-- Problem description --
Please give the listing again, word for word, with nothing left out.

-- Entries shown --
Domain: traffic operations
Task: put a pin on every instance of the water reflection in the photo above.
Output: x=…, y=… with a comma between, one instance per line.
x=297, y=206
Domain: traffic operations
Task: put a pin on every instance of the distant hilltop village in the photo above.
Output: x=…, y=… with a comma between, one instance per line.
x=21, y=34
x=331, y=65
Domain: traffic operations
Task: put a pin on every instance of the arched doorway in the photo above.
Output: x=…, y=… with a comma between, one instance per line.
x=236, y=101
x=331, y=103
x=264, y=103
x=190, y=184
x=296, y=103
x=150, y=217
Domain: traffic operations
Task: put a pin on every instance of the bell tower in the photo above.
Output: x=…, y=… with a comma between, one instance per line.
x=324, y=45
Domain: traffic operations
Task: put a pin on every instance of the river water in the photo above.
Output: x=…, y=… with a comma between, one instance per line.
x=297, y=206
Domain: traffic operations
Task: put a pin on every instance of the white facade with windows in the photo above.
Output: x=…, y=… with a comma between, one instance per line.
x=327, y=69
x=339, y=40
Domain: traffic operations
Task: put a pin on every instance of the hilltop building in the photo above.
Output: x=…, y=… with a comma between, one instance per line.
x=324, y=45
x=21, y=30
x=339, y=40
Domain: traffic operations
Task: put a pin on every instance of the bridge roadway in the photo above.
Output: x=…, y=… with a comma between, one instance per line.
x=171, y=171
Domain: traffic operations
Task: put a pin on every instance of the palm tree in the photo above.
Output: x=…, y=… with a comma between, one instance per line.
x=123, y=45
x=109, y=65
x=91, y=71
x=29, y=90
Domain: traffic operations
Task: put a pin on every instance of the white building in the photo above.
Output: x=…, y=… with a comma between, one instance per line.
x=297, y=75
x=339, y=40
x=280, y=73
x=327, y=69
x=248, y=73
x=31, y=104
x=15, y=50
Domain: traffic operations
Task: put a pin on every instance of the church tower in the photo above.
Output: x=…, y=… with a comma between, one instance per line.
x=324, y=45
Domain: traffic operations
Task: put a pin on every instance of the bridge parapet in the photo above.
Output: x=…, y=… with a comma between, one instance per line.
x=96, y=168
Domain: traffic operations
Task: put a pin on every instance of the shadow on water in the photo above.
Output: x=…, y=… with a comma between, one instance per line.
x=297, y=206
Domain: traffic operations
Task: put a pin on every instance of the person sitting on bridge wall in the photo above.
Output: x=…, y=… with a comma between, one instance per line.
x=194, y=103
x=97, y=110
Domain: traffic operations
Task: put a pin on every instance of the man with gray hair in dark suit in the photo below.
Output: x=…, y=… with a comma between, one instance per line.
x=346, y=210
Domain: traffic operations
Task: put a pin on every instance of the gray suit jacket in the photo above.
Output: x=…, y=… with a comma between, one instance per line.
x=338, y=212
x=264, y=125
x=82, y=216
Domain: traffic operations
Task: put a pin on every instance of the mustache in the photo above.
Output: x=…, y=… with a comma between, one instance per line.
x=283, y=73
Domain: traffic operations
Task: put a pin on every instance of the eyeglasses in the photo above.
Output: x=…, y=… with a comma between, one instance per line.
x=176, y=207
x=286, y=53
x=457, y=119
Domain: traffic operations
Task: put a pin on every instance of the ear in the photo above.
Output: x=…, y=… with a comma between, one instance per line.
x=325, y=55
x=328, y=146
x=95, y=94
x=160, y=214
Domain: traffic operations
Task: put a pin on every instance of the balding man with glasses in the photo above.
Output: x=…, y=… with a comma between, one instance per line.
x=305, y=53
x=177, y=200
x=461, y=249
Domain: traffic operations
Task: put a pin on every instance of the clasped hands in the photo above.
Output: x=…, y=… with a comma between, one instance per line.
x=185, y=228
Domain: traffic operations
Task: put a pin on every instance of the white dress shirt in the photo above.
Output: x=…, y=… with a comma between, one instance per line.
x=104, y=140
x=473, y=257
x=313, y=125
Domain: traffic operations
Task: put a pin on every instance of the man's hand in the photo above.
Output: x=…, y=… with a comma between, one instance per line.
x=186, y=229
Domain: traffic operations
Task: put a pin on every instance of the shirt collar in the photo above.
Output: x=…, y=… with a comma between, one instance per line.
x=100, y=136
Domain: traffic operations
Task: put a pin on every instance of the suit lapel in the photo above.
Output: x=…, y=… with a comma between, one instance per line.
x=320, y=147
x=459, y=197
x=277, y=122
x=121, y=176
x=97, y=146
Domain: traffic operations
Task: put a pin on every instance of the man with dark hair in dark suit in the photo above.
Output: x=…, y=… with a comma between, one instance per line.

-- Task solution --
Domain: traffic operations
Task: put a pin on every instance of the water reflection in the photo above.
Output: x=…, y=… with a comma between, one instance per line.
x=297, y=206
Domain: traffic operations
Task: put a pin on every instance of the distant hilltop village in the photo above.
Output: x=…, y=… with a comma between, one instance per line.
x=21, y=34
x=331, y=65
Domain: traffic operations
Task: put a pin on every instance of the arched doorway in the photo above.
Output: x=…, y=… with a comma between, one instance per line.
x=236, y=101
x=331, y=103
x=264, y=103
x=190, y=184
x=296, y=103
x=150, y=217
Domain: traffic operations
Task: put a pin on every instance of the bell tower in the photo above.
Output: x=…, y=… with a comma between, one instance per line.
x=324, y=45
Domain: traffic operations
Task: put a pin on every instance of the river water in the photo above.
Output: x=…, y=… with a comma between, one instance per line.
x=297, y=206
Domain: traffic operations
Task: put a pin on every instance of the white facade with windows in the photo above.
Output: x=…, y=… with a comma between, one instance per line.
x=327, y=69
x=339, y=40
Domain: traffic operations
Task: put a pin on every instance of the hilltop building in the photo above.
Output: x=…, y=… with a comma between, one instance per line.
x=324, y=45
x=21, y=30
x=339, y=40
Domain: traffic operations
Task: put a pin on every instance of the bridge roadway in the photo above.
Output: x=…, y=… with a comma between, one instance per line.
x=171, y=171
Domain: traffic operations
Task: put a pin on every instance of the palm tree in the photo above.
Output: x=…, y=… with a comma between, one instance per line.
x=123, y=45
x=109, y=65
x=91, y=71
x=29, y=90
Domain: traffic operations
Task: put a pin on every instance of the white building in the photo above.
Output: x=…, y=… with a comma between, one instance per line.
x=297, y=75
x=339, y=40
x=280, y=73
x=327, y=69
x=248, y=73
x=31, y=104
x=15, y=50
Domain: traffic operations
Task: put a pin on every instance of the church tower in the photo above.
Output: x=…, y=… with a comma between, one instance per line.
x=324, y=45
Domain: traffic operations
Task: put a pin on every instance of the bridge parapet in the photo above.
Output: x=…, y=… with a comma between, one instance per line.
x=96, y=168
Domain: traffic operations
Task: put a pin on every instance of the shadow on water in the photo above.
Output: x=…, y=… with a comma between, one instance per line.
x=297, y=206
Domain: traffic operations
Task: put a pin on every instance of the person sitting on bridge wall in the photo above.
Output: x=…, y=… with a comma between, one instance per line.
x=194, y=103
x=97, y=110
Domain: traffic operations
Task: put a pin on every instance of the man with gray hair in dark suit in the photo below.
Output: x=…, y=… with a comma between, one instance per line.
x=346, y=210
Domain: traffic operations
Task: put a pin on every instance of the gray suit jacket in the photo above.
Output: x=…, y=… with a comma between, one instance per line.
x=338, y=212
x=264, y=125
x=82, y=216
Domain: traffic operations
Task: put a pin on every instance of the mustache in the photo above.
Output: x=…, y=… with a comma between, one instance per line.
x=283, y=73
Domain: traffic operations
Task: put a pin on every instance of the eyeglasses in the photo above.
Output: x=…, y=… with a comma between, one instance per line.
x=176, y=207
x=286, y=53
x=457, y=119
Domain: traffic operations
Task: put a pin on every instance of the ear in the photo above.
Output: x=…, y=… with a comma between, one instance per line.
x=325, y=55
x=328, y=146
x=95, y=94
x=160, y=214
Domain: traffic operations
Task: put a pin on every instance of the balding man with glasses in the photo above.
Output: x=…, y=… with a comma between, one instance per line.
x=305, y=53
x=177, y=200
x=461, y=249
Domain: traffic operations
Task: put a pin on every instance of the clasped hands in the photo above.
Output: x=…, y=… with a comma between, one instance per line.
x=185, y=228
Domain: traffic operations
Task: put a pin on every instance of the white dress shirt in the photo above.
Output: x=…, y=… with a comma between, one instance per line.
x=104, y=140
x=473, y=257
x=313, y=125
Domain: traffic operations
Task: put a pin on every instance of the man's hand in the photo above.
Output: x=…, y=… with a comma between, one instance per line.
x=186, y=229
Domain: traffic operations
Task: put a pin on every instance of the shirt collar in the photo above.
Output: x=…, y=… with a comma between, one instance per line.
x=100, y=136
Domain: traffic operations
Task: put a pin on every instance of the suit lapel in the photo above.
Output: x=…, y=… with a comma between, one instance per line.
x=320, y=147
x=459, y=197
x=277, y=122
x=121, y=176
x=97, y=146
Domain: traffic operations
Task: put a pin on every instance of the man with dark hair in dark suit in the photo above.
Output: x=…, y=… with a comma between, one instance per line.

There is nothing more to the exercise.